■ **INSTRUCTION**
Can you recast the data below as a numbered list, dropping any blank lines and leaving out the pictures?
═══ TASK INPUTS ═══
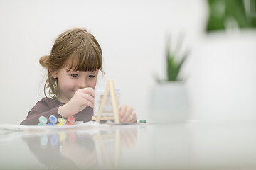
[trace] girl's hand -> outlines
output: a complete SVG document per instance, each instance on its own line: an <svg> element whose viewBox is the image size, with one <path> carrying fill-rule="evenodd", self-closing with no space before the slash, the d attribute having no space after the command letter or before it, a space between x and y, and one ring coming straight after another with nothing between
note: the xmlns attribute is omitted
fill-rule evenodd
<svg viewBox="0 0 256 170"><path fill-rule="evenodd" d="M119 110L121 123L134 123L137 121L136 113L133 108L123 105Z"/></svg>
<svg viewBox="0 0 256 170"><path fill-rule="evenodd" d="M75 115L87 106L94 107L95 92L91 87L78 89L65 105L59 107L61 115L65 118Z"/></svg>

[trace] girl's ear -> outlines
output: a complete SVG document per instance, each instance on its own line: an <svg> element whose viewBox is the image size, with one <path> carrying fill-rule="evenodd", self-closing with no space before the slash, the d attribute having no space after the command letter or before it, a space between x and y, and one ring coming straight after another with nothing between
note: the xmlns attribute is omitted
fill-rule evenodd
═══
■ **ANSWER FOR THIS EXERCISE**
1. [trace] girl's hand -> outlines
2. output: a complete SVG document per instance, each instance on its own line: an <svg> element whose viewBox is the image size, with one <path> carrying fill-rule="evenodd", self-closing with no space before the slash, the d attribute having no space after the command letter or before it, a space between x and y, and one ring coming straight after another with nothing between
3. note: the xmlns attribute is omitted
4. fill-rule evenodd
5. <svg viewBox="0 0 256 170"><path fill-rule="evenodd" d="M119 110L121 123L134 123L137 121L136 113L133 108L123 105Z"/></svg>
6. <svg viewBox="0 0 256 170"><path fill-rule="evenodd" d="M75 115L87 106L94 107L95 92L91 87L78 89L65 105L59 107L61 115L65 118Z"/></svg>
7. [trace] girl's ear -> outlines
8. output: a complete SVG document per instance, each instance on its own line: an <svg> element whose viewBox is the image size, with one <path> carrying fill-rule="evenodd", self-closing with no space before the slash, the d attribute having no space after the command letter or before it, a space between x and y, and one ring coming straight after another with nothing between
9. note: the xmlns attribute is omitted
10. fill-rule evenodd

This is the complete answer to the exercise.